Records shown →
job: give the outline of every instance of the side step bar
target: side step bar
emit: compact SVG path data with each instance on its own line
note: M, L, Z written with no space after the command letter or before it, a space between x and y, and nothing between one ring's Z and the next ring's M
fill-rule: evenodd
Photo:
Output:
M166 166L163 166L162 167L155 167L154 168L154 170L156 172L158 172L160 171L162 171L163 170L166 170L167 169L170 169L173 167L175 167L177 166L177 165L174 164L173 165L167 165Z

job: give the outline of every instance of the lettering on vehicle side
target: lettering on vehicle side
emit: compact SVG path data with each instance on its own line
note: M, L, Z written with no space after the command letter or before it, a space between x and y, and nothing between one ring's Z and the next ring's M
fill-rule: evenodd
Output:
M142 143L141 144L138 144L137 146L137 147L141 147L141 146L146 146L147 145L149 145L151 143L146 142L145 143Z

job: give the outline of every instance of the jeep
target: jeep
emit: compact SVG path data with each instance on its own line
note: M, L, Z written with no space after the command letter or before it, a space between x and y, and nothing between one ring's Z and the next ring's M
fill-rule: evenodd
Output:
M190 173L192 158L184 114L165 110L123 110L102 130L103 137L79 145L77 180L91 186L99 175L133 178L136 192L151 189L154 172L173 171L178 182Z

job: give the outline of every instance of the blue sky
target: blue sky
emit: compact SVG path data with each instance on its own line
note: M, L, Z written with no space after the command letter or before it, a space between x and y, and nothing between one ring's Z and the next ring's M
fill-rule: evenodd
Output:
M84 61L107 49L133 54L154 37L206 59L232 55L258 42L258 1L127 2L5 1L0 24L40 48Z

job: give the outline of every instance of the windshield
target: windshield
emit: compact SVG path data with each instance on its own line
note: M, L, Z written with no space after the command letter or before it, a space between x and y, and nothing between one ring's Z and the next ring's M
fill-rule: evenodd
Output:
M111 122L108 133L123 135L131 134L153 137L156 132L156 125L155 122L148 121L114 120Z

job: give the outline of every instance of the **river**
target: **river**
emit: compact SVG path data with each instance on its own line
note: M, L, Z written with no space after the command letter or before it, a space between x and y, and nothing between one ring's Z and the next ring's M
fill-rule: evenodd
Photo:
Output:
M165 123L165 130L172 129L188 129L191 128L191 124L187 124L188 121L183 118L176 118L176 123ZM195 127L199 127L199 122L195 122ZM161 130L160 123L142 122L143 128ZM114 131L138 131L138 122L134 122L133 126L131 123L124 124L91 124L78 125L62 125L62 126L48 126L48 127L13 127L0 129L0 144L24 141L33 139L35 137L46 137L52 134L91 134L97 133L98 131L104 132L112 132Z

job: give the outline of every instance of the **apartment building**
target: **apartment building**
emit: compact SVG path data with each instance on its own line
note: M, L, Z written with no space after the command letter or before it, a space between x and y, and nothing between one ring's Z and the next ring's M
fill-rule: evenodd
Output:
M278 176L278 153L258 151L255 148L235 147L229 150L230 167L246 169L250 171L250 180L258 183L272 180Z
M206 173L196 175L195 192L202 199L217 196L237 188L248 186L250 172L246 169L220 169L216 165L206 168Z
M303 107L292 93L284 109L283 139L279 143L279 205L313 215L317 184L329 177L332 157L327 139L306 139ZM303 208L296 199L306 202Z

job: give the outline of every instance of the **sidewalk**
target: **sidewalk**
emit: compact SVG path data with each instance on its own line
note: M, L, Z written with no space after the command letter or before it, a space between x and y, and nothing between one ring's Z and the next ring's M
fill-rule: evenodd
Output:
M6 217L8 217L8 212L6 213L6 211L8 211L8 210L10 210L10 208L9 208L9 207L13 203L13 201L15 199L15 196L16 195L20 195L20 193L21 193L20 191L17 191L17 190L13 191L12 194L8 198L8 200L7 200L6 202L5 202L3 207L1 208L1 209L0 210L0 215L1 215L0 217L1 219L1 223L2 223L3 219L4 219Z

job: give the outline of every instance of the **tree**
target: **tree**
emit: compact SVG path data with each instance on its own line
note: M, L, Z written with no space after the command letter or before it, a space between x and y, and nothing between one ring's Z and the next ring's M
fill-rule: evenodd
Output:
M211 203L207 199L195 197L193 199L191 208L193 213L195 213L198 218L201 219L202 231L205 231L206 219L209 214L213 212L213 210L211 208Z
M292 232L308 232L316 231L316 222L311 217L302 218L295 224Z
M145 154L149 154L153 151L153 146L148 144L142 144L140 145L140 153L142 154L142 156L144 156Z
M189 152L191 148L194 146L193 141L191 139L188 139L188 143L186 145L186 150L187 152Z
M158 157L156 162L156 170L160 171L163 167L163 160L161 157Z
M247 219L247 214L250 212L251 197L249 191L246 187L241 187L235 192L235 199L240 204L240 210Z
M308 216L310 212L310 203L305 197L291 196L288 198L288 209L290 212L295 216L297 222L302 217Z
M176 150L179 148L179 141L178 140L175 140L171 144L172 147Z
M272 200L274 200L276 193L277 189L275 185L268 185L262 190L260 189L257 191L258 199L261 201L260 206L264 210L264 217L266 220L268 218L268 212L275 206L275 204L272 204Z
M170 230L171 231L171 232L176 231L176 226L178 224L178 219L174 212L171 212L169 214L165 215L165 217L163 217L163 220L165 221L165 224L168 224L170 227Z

What you should do →
Can you format the material above as a numbered list, with one line per item and the blank lines left out?

Task answer →
1. job: give the outline of every instance of the side step bar
2. target: side step bar
3. emit: compact SVG path data with each instance on its own line
4. note: M, L, Z written with no space after the command letter or before it, a space between x and y, and nothing between one ring's Z and the next ring's M
5. fill-rule: evenodd
6. Photo:
7. Output:
8. M166 166L163 166L162 167L155 167L154 168L154 170L156 172L158 172L160 171L162 171L163 170L166 170L167 169L170 169L173 167L175 167L177 166L177 165L174 164L173 165L167 165Z
9. job: give the outline of every instance of the lettering on vehicle side
10. target: lettering on vehicle side
11. emit: compact SVG path data with each instance on its own line
12. note: M, L, Z written with no space after the command letter or before it, a space between x and y, and nothing between one ring's Z and the next ring's M
13. fill-rule: evenodd
14. Output:
15. M142 143L141 144L138 144L137 146L137 147L141 147L141 146L146 146L147 145L149 145L151 143L146 142L145 143Z
16. job: give the outline of every instance of the jeep
17. target: jeep
18. emit: compact SVG path data with each instance on its own line
19. note: M, L, Z written with no space after the command letter or before it, a space between x and y, and nothing between one ring's Z and the next ring's M
20. fill-rule: evenodd
21. Output:
22. M190 173L192 158L184 114L165 110L123 110L102 130L103 137L79 145L77 180L91 186L99 175L133 178L136 192L151 189L154 172L173 171L178 182Z
23. job: give the outline of every instance of the blue sky
24. target: blue sky
25. emit: compact SVG path data with each instance on its own line
26. note: M, L, Z written with no space after the command letter or before it, a space between x and y, and nothing between one ring's Z and the next ring's M
27. fill-rule: evenodd
28. Output:
29. M84 61L107 49L133 54L154 37L206 59L232 55L258 42L258 1L127 2L5 1L0 24L40 48Z
30. job: give the outline of every instance of the windshield
31. target: windshield
32. emit: compact SVG path data with each instance on its own line
33. note: M, L, Z written with no space after the command letter or before it, a space between x and y, and nothing between one ring's Z and the next ring's M
34. fill-rule: evenodd
35. Output:
36. M111 122L108 133L123 135L131 134L153 137L156 132L156 125L155 122L148 121L114 120Z
37. job: give the outline of every instance of the **river**
38. target: **river**
39. emit: compact SVG path data with each instance on its own line
40. note: M, L, Z written with no space after the command letter or before it, a space between x and y, and nothing between one ring's Z and the next ring's M
41. fill-rule: evenodd
42. Photo:
43. Output:
44. M165 123L165 130L172 129L188 129L191 128L191 124L187 124L188 121L183 118L176 118L176 123ZM195 127L199 127L199 122L195 122ZM161 130L160 123L142 122L143 128ZM114 131L138 131L138 122L134 122L133 126L131 123L124 124L91 124L78 125L62 125L62 126L48 126L48 127L13 127L0 129L0 144L24 141L33 139L35 137L46 137L52 134L91 134L97 133L98 131L104 132L112 132Z
45. job: give the outline of every instance of the **apartment building**
46. target: **apartment building**
47. emit: compact SVG path data with each instance on its own line
48. note: M, L, Z written with no space after the command letter or before it, a space between x and y, and nothing between one ring's Z and the next ring's M
49. fill-rule: evenodd
50. Output:
51. M278 176L278 153L258 151L255 148L235 147L229 150L230 167L246 169L250 171L250 180L258 183L272 180Z
52. M206 173L196 175L195 192L202 199L217 196L237 188L248 186L250 172L246 169L220 169L216 165L206 168Z
53. M303 107L292 93L284 109L283 139L279 143L279 205L313 215L317 184L329 177L332 157L327 139L306 139ZM303 208L296 199L306 202Z
54. job: give the outline of every instance of the **sidewalk**
55. target: **sidewalk**
56. emit: compact SVG path data with each instance on its own line
57. note: M, L, Z written with no space after the command letter or before it, a space between x and y, and nothing between one ring's Z and the next ring's M
58. fill-rule: evenodd
59. Output:
60. M6 217L8 217L8 212L6 213L6 211L8 211L8 210L10 210L10 208L9 208L9 207L13 203L13 201L15 199L15 196L16 195L20 195L20 193L21 193L20 191L17 191L17 190L13 191L12 194L8 198L8 200L7 200L6 202L5 202L3 207L1 208L1 209L0 210L0 215L1 215L0 217L1 219L1 223L2 223L3 219L4 219Z
61. job: give the outline of every instance of the **tree**
62. target: **tree**
63. emit: compact SVG path data with each instance on its own line
64. note: M, L, Z written with no space after the command letter or before it, a space between x and y, and nothing between one ring's Z and the next ring's M
65. fill-rule: evenodd
66. Output:
67. M211 203L207 199L195 197L193 199L191 208L193 213L195 213L198 218L201 219L202 231L205 231L206 219L209 214L213 212L213 210L211 208Z
68. M292 232L308 232L316 231L316 222L311 217L302 218L295 224Z
69. M145 154L149 154L153 151L153 146L148 144L142 144L140 145L140 153L142 154L142 156L144 156Z
70. M189 152L191 148L194 146L193 141L191 139L188 139L188 143L186 145L186 150L187 152Z
71. M158 157L156 162L156 170L160 171L163 167L163 160L161 157Z
72. M247 219L247 214L250 212L251 197L249 191L246 187L241 187L235 192L235 199L240 204L240 210Z
73. M308 216L310 212L310 203L305 197L291 196L288 198L288 209L290 212L295 216L297 222L302 217Z
74. M176 150L179 148L179 141L178 140L175 140L171 144L172 147Z
75. M272 200L274 200L276 193L277 189L275 185L268 185L262 190L260 189L257 191L258 199L261 201L260 206L264 210L264 217L266 220L268 218L268 212L275 206L275 204L272 204Z
76. M170 230L171 231L171 232L176 231L176 226L178 224L178 219L174 212L171 212L169 214L165 215L165 217L163 217L163 220L165 221L165 224L168 224L170 227Z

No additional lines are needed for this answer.